> [Reading passage]:
How to Make a “Boring” Bird Interesting

Many of us are guilty of striving to capture photos of only the rarer and more majestic of birds, such as eagles and other raptors. Why not? They’re extremely impressive. However, in doing so we ignore the more common species that are easily accessible. Just because something is more common, doesn’t mean that it can’t be the star of that perfect shot.

This tutorial will show you how to take an exciting photograph of a “boring”, common bird.

Look for Interesting Behaviour

Take a closer look at all those amazing bird photographs you see. I can almost guarantee that the jaw-dropping ones aren’t simply of a bird sitting on a branch. That’s not to say that they don’t make for beautiful portrait photos, but they can be made far more interesting. Instead, they’ll likely show some interesting behaviour displayed by one or more birds.

Redpoll and Siskin Fighting

The key is to never lose focus when photographing a bird like a mallard duck. They may seem to just paddle around in a lake, but it is that quick second of flapping or diving that can spice things up. If you take your eye away from the viewfinder, you’ll likely miss the opportunity. Be patient, keep your camera trained on the bird, and eventually you will be rewarded.

> [Input data]:
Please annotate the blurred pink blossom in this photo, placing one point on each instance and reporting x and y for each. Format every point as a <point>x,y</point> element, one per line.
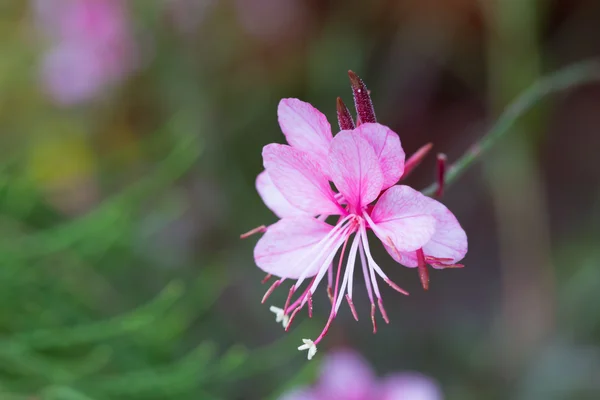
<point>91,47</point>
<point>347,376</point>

...

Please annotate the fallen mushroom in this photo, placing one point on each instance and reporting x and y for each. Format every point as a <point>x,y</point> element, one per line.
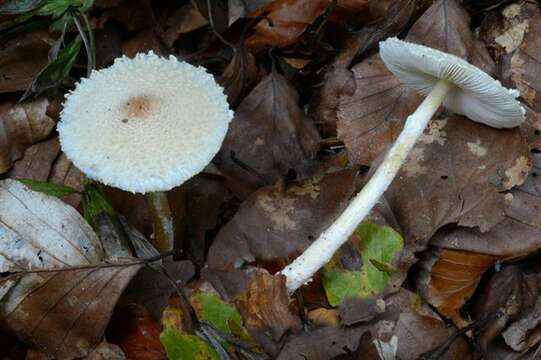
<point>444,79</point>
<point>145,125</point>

> [Task item]:
Extract the part of the bird photography tutorial from "This tutorial will" to "will be rewarded.", copied exactly.

> [Exercise answer]:
This tutorial will show you how to take an exciting photograph of a “boring”, common bird.

Look for Interesting Behaviour

Take a closer look at all those amazing bird photographs you see. I can almost guarantee that the jaw-dropping ones aren’t simply of a bird sitting on a branch. That’s not to say that they don’t make for beautiful portrait photos, but they can be made far more interesting. Instead, they’ll likely show some interesting behaviour displayed by one or more birds.

Redpoll and Siskin Fighting

The key is to never lose focus when photographing a bird like a mallard duck. They may seem to just paddle around in a lake, but it is that quick second of flapping or diving that can spice things up. If you take your eye away from the viewfinder, you’ll likely miss the opportunity. Be patient, keep your camera trained on the bird, and eventually you will be rewarded.